■ **The problem**: What is needed is the number of lines in the data below that include "hillside", stated by itself.
====
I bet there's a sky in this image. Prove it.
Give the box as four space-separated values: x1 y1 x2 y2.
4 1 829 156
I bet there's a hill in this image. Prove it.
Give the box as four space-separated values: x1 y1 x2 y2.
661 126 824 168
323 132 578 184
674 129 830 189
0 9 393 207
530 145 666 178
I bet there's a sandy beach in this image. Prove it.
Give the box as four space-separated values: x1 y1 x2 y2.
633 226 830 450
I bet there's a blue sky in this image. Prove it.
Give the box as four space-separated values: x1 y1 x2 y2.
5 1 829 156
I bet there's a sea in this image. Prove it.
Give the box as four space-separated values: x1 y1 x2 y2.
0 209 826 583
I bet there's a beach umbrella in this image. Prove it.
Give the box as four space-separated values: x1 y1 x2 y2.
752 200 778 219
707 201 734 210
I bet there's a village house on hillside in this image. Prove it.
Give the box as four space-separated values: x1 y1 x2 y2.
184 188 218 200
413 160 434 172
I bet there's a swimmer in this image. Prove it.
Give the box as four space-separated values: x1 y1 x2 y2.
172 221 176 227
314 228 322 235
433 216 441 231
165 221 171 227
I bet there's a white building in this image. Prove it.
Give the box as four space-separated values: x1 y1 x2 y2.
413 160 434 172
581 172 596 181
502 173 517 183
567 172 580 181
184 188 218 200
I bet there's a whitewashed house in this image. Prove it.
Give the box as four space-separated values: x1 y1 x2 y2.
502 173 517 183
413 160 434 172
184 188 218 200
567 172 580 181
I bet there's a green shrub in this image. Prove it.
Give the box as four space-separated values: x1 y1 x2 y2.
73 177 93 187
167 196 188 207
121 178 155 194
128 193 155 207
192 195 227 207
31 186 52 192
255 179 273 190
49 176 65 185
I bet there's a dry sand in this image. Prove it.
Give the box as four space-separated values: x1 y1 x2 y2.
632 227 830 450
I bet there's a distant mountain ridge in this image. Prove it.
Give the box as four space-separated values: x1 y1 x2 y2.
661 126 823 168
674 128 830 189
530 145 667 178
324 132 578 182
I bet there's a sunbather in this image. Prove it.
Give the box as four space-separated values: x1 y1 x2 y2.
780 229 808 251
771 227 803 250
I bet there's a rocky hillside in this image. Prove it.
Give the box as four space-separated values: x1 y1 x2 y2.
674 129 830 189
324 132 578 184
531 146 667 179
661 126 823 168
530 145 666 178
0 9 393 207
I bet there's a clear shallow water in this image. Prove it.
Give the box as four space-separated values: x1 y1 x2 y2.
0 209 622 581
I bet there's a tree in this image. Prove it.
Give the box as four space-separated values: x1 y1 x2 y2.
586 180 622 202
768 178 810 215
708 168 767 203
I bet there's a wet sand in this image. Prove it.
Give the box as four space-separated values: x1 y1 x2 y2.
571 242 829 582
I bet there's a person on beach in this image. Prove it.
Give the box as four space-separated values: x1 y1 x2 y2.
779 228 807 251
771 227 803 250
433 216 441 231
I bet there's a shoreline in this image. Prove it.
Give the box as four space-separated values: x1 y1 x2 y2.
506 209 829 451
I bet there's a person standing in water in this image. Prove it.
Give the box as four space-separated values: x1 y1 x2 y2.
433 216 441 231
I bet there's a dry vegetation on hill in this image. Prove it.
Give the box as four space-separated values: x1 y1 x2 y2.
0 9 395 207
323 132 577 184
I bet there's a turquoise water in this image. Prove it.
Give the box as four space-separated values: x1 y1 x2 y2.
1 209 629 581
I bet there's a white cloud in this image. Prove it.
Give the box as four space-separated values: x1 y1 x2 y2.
====
■ **Solution to this problem**: 2